DIRECTIONS »
Answer these questions using the biography of LeRoy Myers below.
1. Where did LeRoy Myers learn to tap dance?
2. Whose death inspired the founding of the Copasetics, and in what year did it occur?
3. During what period was the Copasetics influential in the revival of tap dancing?

TEXT PROVIDED »
-=-=-=-=-

- Born: November 10, 1919 North Philadelphia, Pennsylvania, USA
- Died: April 26, 2004 New York City, New York, USA
- Occupation: Tap dancer

= LeRoy Myers =

American tap dancer (1919–2004)

LeRoy Myers (November 10, 1919 – April 26, 2004) was an African American tap dancer and manager of the Copasetics. He was born in North Philadelphia, Pennsylvania and learned to tap dance on the street corners of Philadelphia.

When Bill "Bojangles" Robinson died in 1949, LeRoy Myers and some close friends were inspired to form the Copasetics, named after Bill Robinsons' favorite expression, "Everything is Copasetic." The Copasetics was a fraternity of black entertainers that were influential in the revival of tap dancing in the late 1970s through the 1980s.

-=-=-=-=-

DATA EXTRACT »
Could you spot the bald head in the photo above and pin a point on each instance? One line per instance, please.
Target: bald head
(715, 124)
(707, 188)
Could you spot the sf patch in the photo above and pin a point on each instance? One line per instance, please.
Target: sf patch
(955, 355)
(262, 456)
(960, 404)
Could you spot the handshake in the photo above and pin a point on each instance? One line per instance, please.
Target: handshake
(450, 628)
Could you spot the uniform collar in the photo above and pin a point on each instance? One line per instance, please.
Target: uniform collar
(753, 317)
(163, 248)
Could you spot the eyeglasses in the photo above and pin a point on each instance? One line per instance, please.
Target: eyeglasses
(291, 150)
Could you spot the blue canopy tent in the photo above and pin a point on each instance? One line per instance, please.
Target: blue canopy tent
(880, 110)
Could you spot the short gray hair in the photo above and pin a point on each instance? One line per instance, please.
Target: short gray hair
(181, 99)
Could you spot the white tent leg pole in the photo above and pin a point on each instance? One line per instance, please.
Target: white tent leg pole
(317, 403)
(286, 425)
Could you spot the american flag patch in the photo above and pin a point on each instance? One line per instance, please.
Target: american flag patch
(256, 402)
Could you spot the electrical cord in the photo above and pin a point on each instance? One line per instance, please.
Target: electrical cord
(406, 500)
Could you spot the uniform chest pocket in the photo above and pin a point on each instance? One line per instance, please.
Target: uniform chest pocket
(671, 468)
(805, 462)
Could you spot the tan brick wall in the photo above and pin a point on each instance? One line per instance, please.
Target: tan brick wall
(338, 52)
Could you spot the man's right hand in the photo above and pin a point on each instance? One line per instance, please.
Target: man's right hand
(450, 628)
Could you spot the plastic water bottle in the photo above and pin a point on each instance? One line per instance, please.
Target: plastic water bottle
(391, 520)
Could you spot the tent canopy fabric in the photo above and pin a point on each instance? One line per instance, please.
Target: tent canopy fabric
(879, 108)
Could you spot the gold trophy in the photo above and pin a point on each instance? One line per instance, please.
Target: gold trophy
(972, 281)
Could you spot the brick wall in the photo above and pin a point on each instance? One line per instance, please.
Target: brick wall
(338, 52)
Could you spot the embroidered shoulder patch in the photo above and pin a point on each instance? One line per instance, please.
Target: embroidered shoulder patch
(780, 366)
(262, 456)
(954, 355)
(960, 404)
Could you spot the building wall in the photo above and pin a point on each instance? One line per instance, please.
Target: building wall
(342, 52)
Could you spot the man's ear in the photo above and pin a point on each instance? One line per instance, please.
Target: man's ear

-=-=-=-=-

FINAL ANSWER »
1. On the street corners of Philadelphia.
2. Bill "Bojangles" Robinson, who died in 1949.
3. From the late 1970s through the 1980s.